===== Supplied records

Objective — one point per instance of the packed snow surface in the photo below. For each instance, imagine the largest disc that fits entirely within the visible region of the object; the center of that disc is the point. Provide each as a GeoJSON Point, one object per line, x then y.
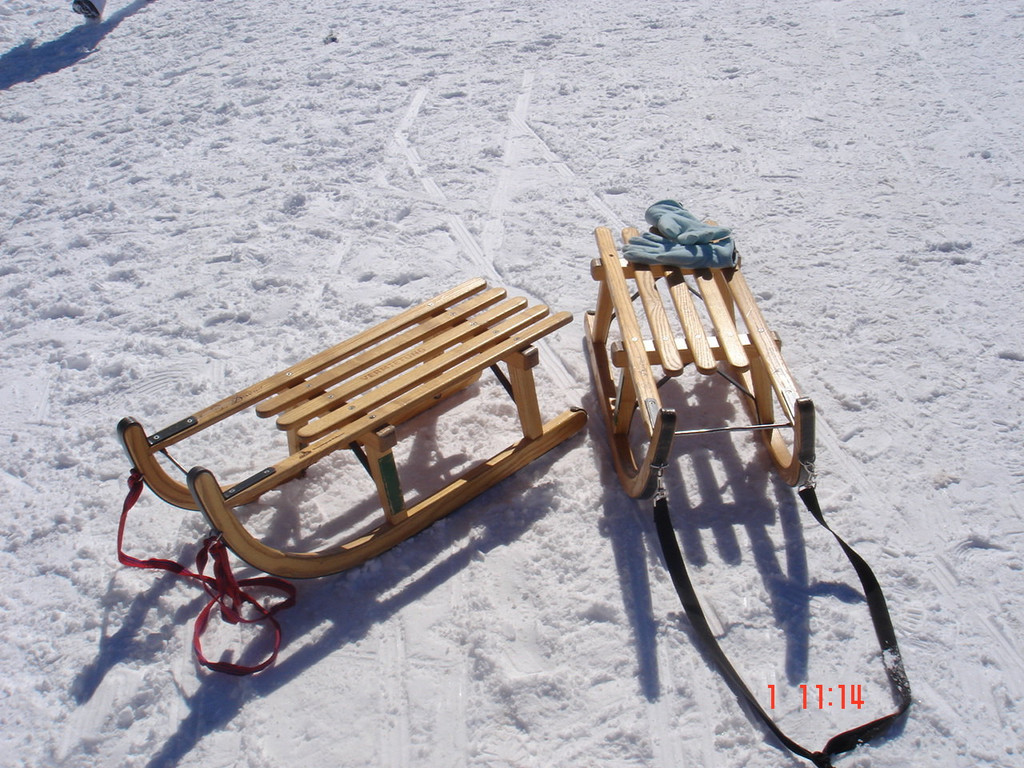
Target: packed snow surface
{"type": "Point", "coordinates": [198, 194]}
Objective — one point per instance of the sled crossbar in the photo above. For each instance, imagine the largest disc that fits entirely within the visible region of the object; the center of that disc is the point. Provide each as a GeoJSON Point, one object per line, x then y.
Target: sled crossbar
{"type": "Point", "coordinates": [707, 318]}
{"type": "Point", "coordinates": [354, 395]}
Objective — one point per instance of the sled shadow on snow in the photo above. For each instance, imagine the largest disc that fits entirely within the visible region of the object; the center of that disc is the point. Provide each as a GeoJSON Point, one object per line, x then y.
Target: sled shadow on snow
{"type": "Point", "coordinates": [757, 502]}
{"type": "Point", "coordinates": [29, 61]}
{"type": "Point", "coordinates": [332, 612]}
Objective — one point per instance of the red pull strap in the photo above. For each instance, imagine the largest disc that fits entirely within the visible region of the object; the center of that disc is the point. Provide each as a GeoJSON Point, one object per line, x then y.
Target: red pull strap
{"type": "Point", "coordinates": [226, 593]}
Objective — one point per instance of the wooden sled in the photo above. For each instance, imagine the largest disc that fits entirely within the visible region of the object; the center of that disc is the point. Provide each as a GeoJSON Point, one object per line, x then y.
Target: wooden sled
{"type": "Point", "coordinates": [352, 396]}
{"type": "Point", "coordinates": [747, 352]}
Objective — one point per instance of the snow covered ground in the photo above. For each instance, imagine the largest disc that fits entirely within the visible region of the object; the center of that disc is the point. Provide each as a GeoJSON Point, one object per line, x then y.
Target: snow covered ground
{"type": "Point", "coordinates": [197, 194]}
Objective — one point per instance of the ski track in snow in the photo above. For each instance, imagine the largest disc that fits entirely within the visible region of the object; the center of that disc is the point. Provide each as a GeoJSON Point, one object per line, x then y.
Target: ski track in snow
{"type": "Point", "coordinates": [195, 198]}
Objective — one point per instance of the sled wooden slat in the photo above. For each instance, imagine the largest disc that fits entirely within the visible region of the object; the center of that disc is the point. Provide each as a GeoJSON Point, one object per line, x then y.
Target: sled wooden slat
{"type": "Point", "coordinates": [748, 353]}
{"type": "Point", "coordinates": [373, 352]}
{"type": "Point", "coordinates": [657, 318]}
{"type": "Point", "coordinates": [353, 395]}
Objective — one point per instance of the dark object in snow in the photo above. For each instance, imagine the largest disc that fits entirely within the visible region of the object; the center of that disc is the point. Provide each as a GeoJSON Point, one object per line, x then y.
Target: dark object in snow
{"type": "Point", "coordinates": [89, 8]}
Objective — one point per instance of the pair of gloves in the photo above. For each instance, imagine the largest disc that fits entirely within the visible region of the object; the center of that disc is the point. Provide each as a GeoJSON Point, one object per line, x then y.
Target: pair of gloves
{"type": "Point", "coordinates": [682, 240]}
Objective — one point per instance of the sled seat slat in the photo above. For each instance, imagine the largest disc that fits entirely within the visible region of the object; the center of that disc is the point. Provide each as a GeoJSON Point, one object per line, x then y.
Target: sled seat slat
{"type": "Point", "coordinates": [353, 395]}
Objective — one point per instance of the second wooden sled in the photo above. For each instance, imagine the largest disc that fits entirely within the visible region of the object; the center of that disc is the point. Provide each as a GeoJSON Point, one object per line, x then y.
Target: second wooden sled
{"type": "Point", "coordinates": [353, 395]}
{"type": "Point", "coordinates": [710, 321]}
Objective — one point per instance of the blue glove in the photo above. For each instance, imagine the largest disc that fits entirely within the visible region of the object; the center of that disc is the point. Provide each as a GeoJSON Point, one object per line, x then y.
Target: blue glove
{"type": "Point", "coordinates": [682, 240]}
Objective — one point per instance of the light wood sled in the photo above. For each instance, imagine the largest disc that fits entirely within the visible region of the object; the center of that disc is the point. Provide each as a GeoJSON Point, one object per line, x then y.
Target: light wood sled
{"type": "Point", "coordinates": [352, 396]}
{"type": "Point", "coordinates": [704, 305]}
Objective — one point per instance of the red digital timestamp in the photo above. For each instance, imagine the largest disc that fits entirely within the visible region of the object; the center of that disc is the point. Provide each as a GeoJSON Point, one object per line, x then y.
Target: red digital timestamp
{"type": "Point", "coordinates": [826, 697]}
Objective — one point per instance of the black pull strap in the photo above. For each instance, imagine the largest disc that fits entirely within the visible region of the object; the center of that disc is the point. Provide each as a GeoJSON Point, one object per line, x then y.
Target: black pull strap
{"type": "Point", "coordinates": [891, 657]}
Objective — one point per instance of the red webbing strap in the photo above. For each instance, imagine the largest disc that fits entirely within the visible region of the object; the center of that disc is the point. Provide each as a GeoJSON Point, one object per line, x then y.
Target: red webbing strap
{"type": "Point", "coordinates": [224, 590]}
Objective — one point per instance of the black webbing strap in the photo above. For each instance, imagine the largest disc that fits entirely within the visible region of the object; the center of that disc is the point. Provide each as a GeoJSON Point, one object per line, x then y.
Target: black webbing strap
{"type": "Point", "coordinates": [880, 616]}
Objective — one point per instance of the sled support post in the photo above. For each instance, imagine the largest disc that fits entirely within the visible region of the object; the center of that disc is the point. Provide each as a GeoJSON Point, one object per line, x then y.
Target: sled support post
{"type": "Point", "coordinates": [711, 321]}
{"type": "Point", "coordinates": [358, 394]}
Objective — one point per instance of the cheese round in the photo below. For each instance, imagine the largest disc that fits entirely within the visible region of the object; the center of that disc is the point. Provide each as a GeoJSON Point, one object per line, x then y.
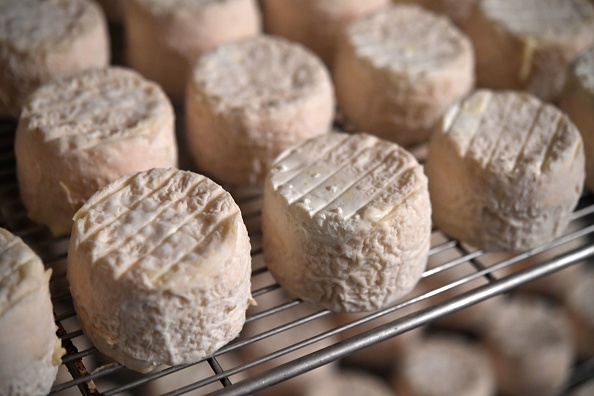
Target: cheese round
{"type": "Point", "coordinates": [45, 39]}
{"type": "Point", "coordinates": [398, 70]}
{"type": "Point", "coordinates": [350, 382]}
{"type": "Point", "coordinates": [313, 23]}
{"type": "Point", "coordinates": [346, 221]}
{"type": "Point", "coordinates": [577, 101]}
{"type": "Point", "coordinates": [531, 344]}
{"type": "Point", "coordinates": [159, 268]}
{"type": "Point", "coordinates": [445, 365]}
{"type": "Point", "coordinates": [164, 38]}
{"type": "Point", "coordinates": [505, 171]}
{"type": "Point", "coordinates": [381, 357]}
{"type": "Point", "coordinates": [528, 45]}
{"type": "Point", "coordinates": [30, 350]}
{"type": "Point", "coordinates": [249, 100]}
{"type": "Point", "coordinates": [255, 350]}
{"type": "Point", "coordinates": [578, 301]}
{"type": "Point", "coordinates": [77, 134]}
{"type": "Point", "coordinates": [457, 10]}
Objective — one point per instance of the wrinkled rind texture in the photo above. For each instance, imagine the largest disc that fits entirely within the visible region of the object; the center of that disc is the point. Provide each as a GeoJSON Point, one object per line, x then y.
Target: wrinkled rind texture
{"type": "Point", "coordinates": [44, 40]}
{"type": "Point", "coordinates": [29, 347]}
{"type": "Point", "coordinates": [171, 305]}
{"type": "Point", "coordinates": [529, 45]}
{"type": "Point", "coordinates": [78, 134]}
{"type": "Point", "coordinates": [478, 198]}
{"type": "Point", "coordinates": [348, 265]}
{"type": "Point", "coordinates": [577, 101]}
{"type": "Point", "coordinates": [248, 101]}
{"type": "Point", "coordinates": [396, 83]}
{"type": "Point", "coordinates": [165, 39]}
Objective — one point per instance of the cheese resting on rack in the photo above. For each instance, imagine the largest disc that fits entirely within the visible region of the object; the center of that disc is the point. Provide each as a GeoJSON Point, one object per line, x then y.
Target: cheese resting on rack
{"type": "Point", "coordinates": [313, 23]}
{"type": "Point", "coordinates": [77, 134]}
{"type": "Point", "coordinates": [164, 38]}
{"type": "Point", "coordinates": [577, 100]}
{"type": "Point", "coordinates": [505, 171]}
{"type": "Point", "coordinates": [529, 45]}
{"type": "Point", "coordinates": [29, 349]}
{"type": "Point", "coordinates": [398, 69]}
{"type": "Point", "coordinates": [249, 100]}
{"type": "Point", "coordinates": [346, 221]}
{"type": "Point", "coordinates": [45, 39]}
{"type": "Point", "coordinates": [159, 268]}
{"type": "Point", "coordinates": [444, 365]}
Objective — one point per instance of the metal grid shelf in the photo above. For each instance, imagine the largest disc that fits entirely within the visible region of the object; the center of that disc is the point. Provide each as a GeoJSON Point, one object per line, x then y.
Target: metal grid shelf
{"type": "Point", "coordinates": [85, 371]}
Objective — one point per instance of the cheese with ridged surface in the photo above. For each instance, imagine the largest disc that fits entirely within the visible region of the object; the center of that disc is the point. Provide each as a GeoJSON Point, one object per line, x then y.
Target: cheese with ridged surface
{"type": "Point", "coordinates": [505, 171]}
{"type": "Point", "coordinates": [346, 221]}
{"type": "Point", "coordinates": [87, 130]}
{"type": "Point", "coordinates": [29, 348]}
{"type": "Point", "coordinates": [159, 268]}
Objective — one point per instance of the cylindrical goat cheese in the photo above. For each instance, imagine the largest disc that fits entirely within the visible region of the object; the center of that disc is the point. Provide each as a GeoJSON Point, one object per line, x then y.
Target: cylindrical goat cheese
{"type": "Point", "coordinates": [313, 23]}
{"type": "Point", "coordinates": [505, 171]}
{"type": "Point", "coordinates": [529, 45]}
{"type": "Point", "coordinates": [577, 101]}
{"type": "Point", "coordinates": [249, 100]}
{"type": "Point", "coordinates": [159, 268]}
{"type": "Point", "coordinates": [30, 352]}
{"type": "Point", "coordinates": [164, 38]}
{"type": "Point", "coordinates": [41, 40]}
{"type": "Point", "coordinates": [77, 134]}
{"type": "Point", "coordinates": [346, 221]}
{"type": "Point", "coordinates": [398, 70]}
{"type": "Point", "coordinates": [531, 344]}
{"type": "Point", "coordinates": [444, 365]}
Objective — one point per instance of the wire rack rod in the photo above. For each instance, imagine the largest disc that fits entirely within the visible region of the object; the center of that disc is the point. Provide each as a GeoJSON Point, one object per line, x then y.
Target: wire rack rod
{"type": "Point", "coordinates": [344, 348]}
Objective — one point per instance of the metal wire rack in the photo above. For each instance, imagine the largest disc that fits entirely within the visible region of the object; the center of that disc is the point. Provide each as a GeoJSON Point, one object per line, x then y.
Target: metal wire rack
{"type": "Point", "coordinates": [86, 371]}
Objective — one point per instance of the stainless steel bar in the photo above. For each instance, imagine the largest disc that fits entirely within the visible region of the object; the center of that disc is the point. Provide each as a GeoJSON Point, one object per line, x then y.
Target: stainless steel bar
{"type": "Point", "coordinates": [399, 326]}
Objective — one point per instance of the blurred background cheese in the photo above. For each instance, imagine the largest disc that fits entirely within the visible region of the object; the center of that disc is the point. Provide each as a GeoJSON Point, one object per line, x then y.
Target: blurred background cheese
{"type": "Point", "coordinates": [44, 39]}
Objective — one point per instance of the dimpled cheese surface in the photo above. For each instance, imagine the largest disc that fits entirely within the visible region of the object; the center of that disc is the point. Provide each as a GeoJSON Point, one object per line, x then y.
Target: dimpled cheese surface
{"type": "Point", "coordinates": [45, 39]}
{"type": "Point", "coordinates": [159, 268]}
{"type": "Point", "coordinates": [77, 134]}
{"type": "Point", "coordinates": [30, 351]}
{"type": "Point", "coordinates": [346, 221]}
{"type": "Point", "coordinates": [249, 100]}
{"type": "Point", "coordinates": [398, 69]}
{"type": "Point", "coordinates": [505, 171]}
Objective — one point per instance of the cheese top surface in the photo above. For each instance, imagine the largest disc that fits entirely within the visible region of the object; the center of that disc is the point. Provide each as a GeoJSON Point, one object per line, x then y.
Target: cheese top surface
{"type": "Point", "coordinates": [43, 25]}
{"type": "Point", "coordinates": [551, 20]}
{"type": "Point", "coordinates": [95, 106]}
{"type": "Point", "coordinates": [164, 229]}
{"type": "Point", "coordinates": [407, 38]}
{"type": "Point", "coordinates": [358, 177]}
{"type": "Point", "coordinates": [260, 72]}
{"type": "Point", "coordinates": [511, 131]}
{"type": "Point", "coordinates": [584, 70]}
{"type": "Point", "coordinates": [21, 271]}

==========

▶ **Instructions to follow**: Using the data above, extract exactly the lines from the one that holds "Target: metal grid shelf" to the one that holds "Objective — one point per instance of the cylindrical", both ends included, and no others.

▶ **Solution to this task**:
Target: metal grid shelf
{"type": "Point", "coordinates": [85, 371]}
Objective — one point per instance of the cheese with ridged surface in the photo above. For each instance, imagine the largest disc that fits entirely within the visible region of the object; the center of that disc is the point. Provide each as a GeoJSON Point, one object per line, x then y.
Target: cheese with ridged surface
{"type": "Point", "coordinates": [505, 171]}
{"type": "Point", "coordinates": [346, 221]}
{"type": "Point", "coordinates": [87, 130]}
{"type": "Point", "coordinates": [29, 348]}
{"type": "Point", "coordinates": [159, 268]}
Objective — one point per instance of the cylindrical goat cheese in the photo above. For each instance, imagine the largest disc that fits entirely within the visible region of the object; the center of that disc is the point. Provide each as a GeoJSON Point, one object per line, x then y.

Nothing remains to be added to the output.